:: Yapılacak İş ::
Seçilen metnin "Davacı … Limited" ile başlayıp "ile yenilediği görülmüştür." ifadesine kadar süren bölümünü, "yenilediği" sözcüğünü "uzattığı" ile değiştirerek yeniden yazın.

03/10/2017 tarihli bir numaralı celsede, Yargıtay Bozma İlamı doğrultusunda birleşen mahkememiz dosyasının işbu dosyadan tefrik edilerek, ayrı bir esasa kaydedilmek suretiyle Anayasa Mahkemesinin Kararı kapsamında karara çıkarıldığı görülmüş, asıl dava yönünden tek dosya halinde yargılamaya devam olunmuştur.
Davacı … Limited Şirketinin … markasını TPMK 35.sınıfta 28/05/1999 tarihinde … tescil numarası ile tescil ettirdiği ve markanın tescilini on yıl süre ile bir daha yenilediği, TPMK 42.sınıfta 24/03/2009 tarihinde … tescil numarası ile tescil ettirdiği ve marka tescilini on yıl süre ile yenilediği görülmüştür.
Davalı … … markasını TPMK 35,38 ve 41.sınıflarda 21/03/2005 tarihinde … tescil numarası, TPMK 35,38 ve 41.sınıflarda 22/02/2013 tarihinde … tescil numarası ile tescil ettirdiği görülmüştür.

:: Veriler ::

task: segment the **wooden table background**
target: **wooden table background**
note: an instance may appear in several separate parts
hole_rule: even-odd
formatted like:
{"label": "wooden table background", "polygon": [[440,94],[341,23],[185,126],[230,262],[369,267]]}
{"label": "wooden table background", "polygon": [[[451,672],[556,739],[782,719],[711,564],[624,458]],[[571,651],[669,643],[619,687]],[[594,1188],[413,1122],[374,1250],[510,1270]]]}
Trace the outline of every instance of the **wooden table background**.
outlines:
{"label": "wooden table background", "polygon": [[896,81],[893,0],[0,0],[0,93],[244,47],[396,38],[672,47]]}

:: Alıştırma Çıktısı ::
Davacı … Limited Şirketinin … markasını TPMK 35.sınıfta 28/05/1999 tarihinde … tescil numarası ile tescil ettirdiği ve markanın tescilini on yıl süre ile bir daha uzattığı, TPMK 42.sınıfta 24/03/2009 tarihinde … tescil numarası ile tescil ettirdiği ve marka tescilini on yıl süre ile uzattığı görülmüştür.